(Extracted records)
'''

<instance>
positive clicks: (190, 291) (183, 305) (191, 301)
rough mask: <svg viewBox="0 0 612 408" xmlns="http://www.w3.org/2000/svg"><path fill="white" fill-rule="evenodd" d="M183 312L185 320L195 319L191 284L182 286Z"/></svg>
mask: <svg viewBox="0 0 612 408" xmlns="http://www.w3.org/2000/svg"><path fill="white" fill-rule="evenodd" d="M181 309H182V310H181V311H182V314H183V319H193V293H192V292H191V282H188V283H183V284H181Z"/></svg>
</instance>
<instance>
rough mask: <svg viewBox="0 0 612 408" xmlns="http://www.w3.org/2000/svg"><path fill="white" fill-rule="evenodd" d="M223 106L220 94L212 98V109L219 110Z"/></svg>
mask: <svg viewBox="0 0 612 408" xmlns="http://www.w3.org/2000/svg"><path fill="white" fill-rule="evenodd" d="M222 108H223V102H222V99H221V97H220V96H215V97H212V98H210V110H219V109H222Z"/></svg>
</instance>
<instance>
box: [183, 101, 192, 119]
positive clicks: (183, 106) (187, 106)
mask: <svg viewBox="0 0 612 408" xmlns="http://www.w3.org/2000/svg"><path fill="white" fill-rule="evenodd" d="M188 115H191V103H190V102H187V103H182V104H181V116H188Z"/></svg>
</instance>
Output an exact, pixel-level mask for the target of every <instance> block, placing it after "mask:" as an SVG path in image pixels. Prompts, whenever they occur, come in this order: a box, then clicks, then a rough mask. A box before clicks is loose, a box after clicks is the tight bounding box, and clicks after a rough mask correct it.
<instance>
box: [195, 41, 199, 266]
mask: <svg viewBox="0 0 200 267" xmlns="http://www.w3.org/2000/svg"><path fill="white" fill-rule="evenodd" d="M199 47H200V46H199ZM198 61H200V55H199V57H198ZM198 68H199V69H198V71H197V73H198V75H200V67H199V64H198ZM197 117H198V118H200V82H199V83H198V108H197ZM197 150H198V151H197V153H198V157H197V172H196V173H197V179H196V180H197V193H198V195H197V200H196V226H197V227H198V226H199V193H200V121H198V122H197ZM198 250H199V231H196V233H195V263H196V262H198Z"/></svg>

'''

- _To do_
Your response should be an exact copy of all the records.

- _Answer section_
<instance>
positive clicks: (190, 291) (183, 305) (191, 301)
rough mask: <svg viewBox="0 0 612 408" xmlns="http://www.w3.org/2000/svg"><path fill="white" fill-rule="evenodd" d="M183 312L185 320L195 319L191 284L182 286Z"/></svg>
mask: <svg viewBox="0 0 612 408" xmlns="http://www.w3.org/2000/svg"><path fill="white" fill-rule="evenodd" d="M181 309H182V310H181V311H182V314H183V319H193V293H192V292H191V282H188V283H183V284H181Z"/></svg>
</instance>
<instance>
rough mask: <svg viewBox="0 0 612 408" xmlns="http://www.w3.org/2000/svg"><path fill="white" fill-rule="evenodd" d="M223 106L220 94L212 98V109L219 110Z"/></svg>
mask: <svg viewBox="0 0 612 408" xmlns="http://www.w3.org/2000/svg"><path fill="white" fill-rule="evenodd" d="M222 108H223V102H222V99H221V97H220V96H215V97H212V98H210V110H219V109H222Z"/></svg>
</instance>
<instance>
box: [183, 101, 192, 119]
positive clicks: (183, 106) (187, 106)
mask: <svg viewBox="0 0 612 408" xmlns="http://www.w3.org/2000/svg"><path fill="white" fill-rule="evenodd" d="M188 115H191V103H190V102H187V103H182V104H181V116H188Z"/></svg>
</instance>
Output an exact, pixel-level mask for the target of every <instance> block, placing it after "mask:" as an SVG path in image pixels. Prompts, whenever they occur, come in this order: a box, then clicks, then a rough mask. A box before clicks is loose, a box after clicks is the tight bounding box, and clicks after a rough mask correct it.
<instance>
box: [195, 41, 199, 266]
mask: <svg viewBox="0 0 200 267" xmlns="http://www.w3.org/2000/svg"><path fill="white" fill-rule="evenodd" d="M199 47H200V46H199ZM198 61H200V55H199V57H198ZM198 68H199V69H198V71H197V73H198V75H200V67H199V64H198ZM197 117H198V118H200V82H199V83H198V108H197ZM197 150H198V151H197V153H198V157H197V172H196V173H197V179H196V180H197V193H198V195H197V200H196V226H197V227H198V226H199V193H200V121H198V122H197ZM198 250H199V231H196V233H195V263H196V262H198Z"/></svg>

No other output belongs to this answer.